▶ _What you should do_: Rewrite the records from the line that has "Tag any visible road surface in the frame." through the end of the records, replacing "bounding box" with "rectangle" and leaving everything else unchanged.
______________________________
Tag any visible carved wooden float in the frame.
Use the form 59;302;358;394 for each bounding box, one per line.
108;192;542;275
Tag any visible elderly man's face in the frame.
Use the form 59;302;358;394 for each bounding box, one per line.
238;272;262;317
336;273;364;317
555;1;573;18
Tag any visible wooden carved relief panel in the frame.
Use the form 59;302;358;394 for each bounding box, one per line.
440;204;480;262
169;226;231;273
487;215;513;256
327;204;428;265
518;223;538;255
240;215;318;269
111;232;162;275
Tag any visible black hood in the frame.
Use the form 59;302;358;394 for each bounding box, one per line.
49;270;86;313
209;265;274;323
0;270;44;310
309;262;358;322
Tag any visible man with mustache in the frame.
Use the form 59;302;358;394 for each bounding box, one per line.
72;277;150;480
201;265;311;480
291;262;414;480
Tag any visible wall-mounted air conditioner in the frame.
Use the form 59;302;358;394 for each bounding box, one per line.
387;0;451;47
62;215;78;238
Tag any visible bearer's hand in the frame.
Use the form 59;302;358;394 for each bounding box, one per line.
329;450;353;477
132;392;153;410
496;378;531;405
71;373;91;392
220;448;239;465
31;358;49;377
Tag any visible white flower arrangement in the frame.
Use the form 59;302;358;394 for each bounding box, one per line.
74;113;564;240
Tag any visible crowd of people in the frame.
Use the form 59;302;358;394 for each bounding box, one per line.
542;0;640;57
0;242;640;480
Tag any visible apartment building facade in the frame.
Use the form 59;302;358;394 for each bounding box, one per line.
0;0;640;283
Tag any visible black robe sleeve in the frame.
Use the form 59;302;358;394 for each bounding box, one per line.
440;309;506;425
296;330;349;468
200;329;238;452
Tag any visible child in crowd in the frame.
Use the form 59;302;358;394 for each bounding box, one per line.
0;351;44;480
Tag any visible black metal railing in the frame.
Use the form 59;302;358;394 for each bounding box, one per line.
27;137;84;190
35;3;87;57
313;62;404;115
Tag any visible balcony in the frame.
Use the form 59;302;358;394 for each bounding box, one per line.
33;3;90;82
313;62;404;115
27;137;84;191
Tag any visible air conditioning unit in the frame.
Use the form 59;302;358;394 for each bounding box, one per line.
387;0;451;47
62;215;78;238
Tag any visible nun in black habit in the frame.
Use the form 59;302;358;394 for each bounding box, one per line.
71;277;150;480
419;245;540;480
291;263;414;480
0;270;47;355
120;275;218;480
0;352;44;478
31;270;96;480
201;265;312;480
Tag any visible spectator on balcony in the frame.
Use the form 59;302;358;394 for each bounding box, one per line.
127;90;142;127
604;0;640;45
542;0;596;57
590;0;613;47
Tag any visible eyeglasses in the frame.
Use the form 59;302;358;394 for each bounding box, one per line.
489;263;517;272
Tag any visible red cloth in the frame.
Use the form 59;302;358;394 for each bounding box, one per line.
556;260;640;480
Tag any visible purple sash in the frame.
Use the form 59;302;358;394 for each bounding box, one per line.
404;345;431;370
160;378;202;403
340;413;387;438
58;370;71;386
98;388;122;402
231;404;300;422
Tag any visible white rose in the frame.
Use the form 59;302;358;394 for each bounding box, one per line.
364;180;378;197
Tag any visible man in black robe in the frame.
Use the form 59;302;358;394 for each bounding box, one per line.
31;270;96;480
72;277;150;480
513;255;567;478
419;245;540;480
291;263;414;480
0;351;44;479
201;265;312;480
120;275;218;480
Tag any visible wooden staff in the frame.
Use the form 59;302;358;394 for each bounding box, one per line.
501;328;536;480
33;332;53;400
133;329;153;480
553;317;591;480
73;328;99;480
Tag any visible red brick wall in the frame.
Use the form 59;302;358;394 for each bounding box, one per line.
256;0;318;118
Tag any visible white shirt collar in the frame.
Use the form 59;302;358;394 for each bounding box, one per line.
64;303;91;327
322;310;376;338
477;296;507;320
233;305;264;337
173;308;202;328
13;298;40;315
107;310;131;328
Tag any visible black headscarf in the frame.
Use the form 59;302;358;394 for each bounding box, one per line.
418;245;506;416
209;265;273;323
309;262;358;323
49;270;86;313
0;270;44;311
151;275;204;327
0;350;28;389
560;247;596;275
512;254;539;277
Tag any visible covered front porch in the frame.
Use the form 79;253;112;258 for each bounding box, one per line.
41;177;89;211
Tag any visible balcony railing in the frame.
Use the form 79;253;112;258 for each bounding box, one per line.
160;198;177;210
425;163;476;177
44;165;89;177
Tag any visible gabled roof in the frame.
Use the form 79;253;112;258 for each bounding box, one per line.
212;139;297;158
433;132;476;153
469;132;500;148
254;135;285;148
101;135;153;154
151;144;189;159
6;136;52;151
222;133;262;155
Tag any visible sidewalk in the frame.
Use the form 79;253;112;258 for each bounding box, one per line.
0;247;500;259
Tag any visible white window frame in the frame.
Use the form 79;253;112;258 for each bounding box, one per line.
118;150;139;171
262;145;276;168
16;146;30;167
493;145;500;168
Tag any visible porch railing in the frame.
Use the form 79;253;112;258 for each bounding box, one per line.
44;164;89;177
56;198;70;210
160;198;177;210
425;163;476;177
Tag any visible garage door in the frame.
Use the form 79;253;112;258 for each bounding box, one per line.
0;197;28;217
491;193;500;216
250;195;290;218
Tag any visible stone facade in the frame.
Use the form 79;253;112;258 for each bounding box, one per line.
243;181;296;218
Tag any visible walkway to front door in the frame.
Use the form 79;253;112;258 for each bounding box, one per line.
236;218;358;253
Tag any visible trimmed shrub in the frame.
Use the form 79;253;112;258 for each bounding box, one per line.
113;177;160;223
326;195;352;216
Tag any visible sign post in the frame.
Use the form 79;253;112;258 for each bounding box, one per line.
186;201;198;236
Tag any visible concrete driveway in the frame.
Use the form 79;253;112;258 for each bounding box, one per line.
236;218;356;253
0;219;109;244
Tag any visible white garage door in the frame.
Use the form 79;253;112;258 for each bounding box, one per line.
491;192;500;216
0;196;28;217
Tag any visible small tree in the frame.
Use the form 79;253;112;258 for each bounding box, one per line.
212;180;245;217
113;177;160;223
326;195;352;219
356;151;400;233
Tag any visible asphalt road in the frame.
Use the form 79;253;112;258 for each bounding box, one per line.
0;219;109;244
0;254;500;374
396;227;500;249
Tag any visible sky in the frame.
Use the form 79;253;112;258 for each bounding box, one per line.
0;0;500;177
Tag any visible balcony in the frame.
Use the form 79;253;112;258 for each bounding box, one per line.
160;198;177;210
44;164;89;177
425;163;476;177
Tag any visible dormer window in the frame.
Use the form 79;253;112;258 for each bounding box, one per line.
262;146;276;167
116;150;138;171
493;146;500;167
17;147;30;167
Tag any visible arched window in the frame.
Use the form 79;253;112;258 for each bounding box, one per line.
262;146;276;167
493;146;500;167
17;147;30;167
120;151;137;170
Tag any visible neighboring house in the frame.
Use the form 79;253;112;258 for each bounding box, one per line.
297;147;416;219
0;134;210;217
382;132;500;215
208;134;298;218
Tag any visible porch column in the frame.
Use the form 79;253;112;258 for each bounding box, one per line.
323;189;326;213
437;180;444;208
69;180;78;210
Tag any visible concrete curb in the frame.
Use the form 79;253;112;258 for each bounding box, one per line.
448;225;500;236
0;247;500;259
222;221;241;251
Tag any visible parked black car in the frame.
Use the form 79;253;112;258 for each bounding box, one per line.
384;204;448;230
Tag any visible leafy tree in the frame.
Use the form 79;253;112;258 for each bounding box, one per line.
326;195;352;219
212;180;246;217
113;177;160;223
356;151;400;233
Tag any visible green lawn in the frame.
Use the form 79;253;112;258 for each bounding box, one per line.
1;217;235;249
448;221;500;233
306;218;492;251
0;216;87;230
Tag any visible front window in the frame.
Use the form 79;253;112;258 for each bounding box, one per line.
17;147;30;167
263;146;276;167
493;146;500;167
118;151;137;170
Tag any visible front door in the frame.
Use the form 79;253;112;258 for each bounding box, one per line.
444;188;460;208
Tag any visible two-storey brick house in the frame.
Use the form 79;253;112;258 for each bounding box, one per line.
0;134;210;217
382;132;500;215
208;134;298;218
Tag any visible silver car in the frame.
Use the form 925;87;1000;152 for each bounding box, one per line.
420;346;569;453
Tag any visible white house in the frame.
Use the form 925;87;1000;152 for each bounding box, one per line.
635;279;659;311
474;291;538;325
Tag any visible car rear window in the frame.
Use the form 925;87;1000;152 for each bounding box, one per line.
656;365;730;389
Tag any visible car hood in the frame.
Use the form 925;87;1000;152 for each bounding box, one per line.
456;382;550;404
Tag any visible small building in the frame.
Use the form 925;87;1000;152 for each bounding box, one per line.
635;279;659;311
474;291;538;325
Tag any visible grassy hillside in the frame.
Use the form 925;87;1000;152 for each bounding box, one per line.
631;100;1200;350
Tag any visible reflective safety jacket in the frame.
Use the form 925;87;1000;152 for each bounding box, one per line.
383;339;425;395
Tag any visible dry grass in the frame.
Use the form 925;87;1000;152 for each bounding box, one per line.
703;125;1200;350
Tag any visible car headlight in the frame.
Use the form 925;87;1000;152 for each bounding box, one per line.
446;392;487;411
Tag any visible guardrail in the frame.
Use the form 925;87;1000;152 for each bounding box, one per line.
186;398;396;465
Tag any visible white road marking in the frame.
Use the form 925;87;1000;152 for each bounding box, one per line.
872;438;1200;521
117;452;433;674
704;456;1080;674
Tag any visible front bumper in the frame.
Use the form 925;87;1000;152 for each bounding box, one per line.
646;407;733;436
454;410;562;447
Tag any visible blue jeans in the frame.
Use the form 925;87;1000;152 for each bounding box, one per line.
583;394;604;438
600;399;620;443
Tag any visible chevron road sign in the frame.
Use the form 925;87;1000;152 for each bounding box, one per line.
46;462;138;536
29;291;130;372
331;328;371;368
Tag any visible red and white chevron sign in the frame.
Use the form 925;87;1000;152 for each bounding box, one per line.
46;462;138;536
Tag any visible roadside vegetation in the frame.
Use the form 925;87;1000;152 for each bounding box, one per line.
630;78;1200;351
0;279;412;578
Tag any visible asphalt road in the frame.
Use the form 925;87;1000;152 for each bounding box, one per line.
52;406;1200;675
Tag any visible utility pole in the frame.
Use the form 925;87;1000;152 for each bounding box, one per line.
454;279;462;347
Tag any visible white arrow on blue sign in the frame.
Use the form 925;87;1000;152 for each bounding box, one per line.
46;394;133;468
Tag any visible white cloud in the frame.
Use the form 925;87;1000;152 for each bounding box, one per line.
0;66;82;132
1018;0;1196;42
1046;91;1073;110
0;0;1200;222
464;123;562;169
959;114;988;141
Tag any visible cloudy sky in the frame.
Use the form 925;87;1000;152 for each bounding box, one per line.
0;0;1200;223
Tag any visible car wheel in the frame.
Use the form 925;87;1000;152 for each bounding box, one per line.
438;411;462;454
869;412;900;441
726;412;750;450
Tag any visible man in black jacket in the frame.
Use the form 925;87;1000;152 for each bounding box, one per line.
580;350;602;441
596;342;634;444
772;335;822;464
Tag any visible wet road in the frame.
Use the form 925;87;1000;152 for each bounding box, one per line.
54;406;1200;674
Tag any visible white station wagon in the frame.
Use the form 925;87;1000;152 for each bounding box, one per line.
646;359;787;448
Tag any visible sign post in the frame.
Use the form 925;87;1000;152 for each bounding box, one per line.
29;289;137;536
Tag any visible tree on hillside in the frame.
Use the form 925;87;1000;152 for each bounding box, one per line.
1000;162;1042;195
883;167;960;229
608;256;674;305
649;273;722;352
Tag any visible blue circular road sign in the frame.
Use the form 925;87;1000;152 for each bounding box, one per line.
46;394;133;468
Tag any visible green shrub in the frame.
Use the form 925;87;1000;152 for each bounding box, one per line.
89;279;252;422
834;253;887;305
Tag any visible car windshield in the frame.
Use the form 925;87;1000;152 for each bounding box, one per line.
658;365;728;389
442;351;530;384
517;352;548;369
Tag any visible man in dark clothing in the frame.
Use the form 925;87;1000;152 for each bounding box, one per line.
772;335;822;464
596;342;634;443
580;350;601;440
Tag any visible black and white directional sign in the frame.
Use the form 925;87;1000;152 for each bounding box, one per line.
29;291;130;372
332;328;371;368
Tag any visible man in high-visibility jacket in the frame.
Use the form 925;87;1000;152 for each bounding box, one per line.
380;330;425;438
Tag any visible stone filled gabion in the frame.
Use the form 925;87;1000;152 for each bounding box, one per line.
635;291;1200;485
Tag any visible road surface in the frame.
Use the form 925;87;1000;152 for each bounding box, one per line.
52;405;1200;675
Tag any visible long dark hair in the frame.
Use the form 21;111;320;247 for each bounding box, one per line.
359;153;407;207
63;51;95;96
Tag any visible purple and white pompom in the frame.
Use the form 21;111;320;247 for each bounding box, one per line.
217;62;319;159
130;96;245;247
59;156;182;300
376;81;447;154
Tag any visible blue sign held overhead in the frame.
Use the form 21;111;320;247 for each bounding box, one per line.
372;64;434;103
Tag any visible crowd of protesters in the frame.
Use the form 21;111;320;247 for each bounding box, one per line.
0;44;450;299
______________________________
▶ _Completed exercise_:
Tag any visible road surface in the frame.
Use the form 925;87;1000;152 for each rectangle, one per line.
52;405;1200;675
Tag any visible long dark hair in the frame.
Use the form 21;111;320;247 for each rectangle, one per line.
359;153;407;207
63;51;95;96
Tag any visible purple and white pompom in the frame.
Use the form 21;111;320;247 for each rectangle, one per line.
217;62;319;159
130;96;245;247
59;156;182;300
376;81;447;154
Tag any visible blue sign held overhead in the frame.
Use the form 21;111;320;247 for each rectangle, one per line.
372;64;434;103
Tag any visible crowd of protesters in the frame.
Use the form 21;111;320;247 for each rectangle, one per line.
0;44;450;299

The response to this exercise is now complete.